*Task goal:*
Identify and copy all lines of the material where the string "blue" is found.

*Data provided:*
=== Section Start ===
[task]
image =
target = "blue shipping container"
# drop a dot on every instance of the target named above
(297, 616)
=== Section End ===
=== Section Start ===
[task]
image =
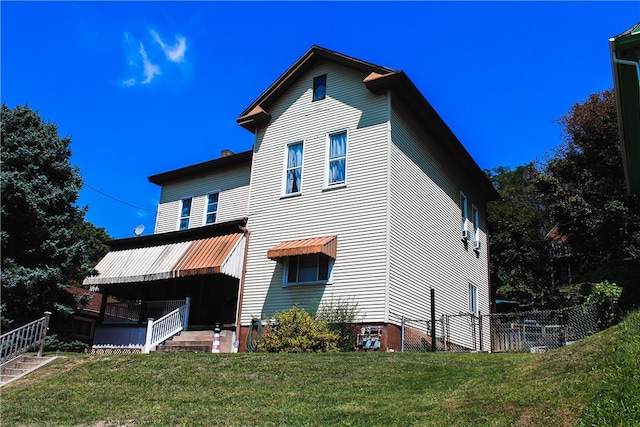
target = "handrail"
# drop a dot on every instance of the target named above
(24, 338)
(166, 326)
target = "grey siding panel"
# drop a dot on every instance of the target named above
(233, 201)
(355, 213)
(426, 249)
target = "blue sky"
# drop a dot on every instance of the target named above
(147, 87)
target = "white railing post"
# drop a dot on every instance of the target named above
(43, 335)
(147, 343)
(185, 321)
=== Section End ===
=== Section Start ===
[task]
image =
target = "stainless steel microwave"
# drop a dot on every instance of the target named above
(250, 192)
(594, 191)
=== Section End ===
*Written solution:*
target = "blue shipping container"
target = "blue sky"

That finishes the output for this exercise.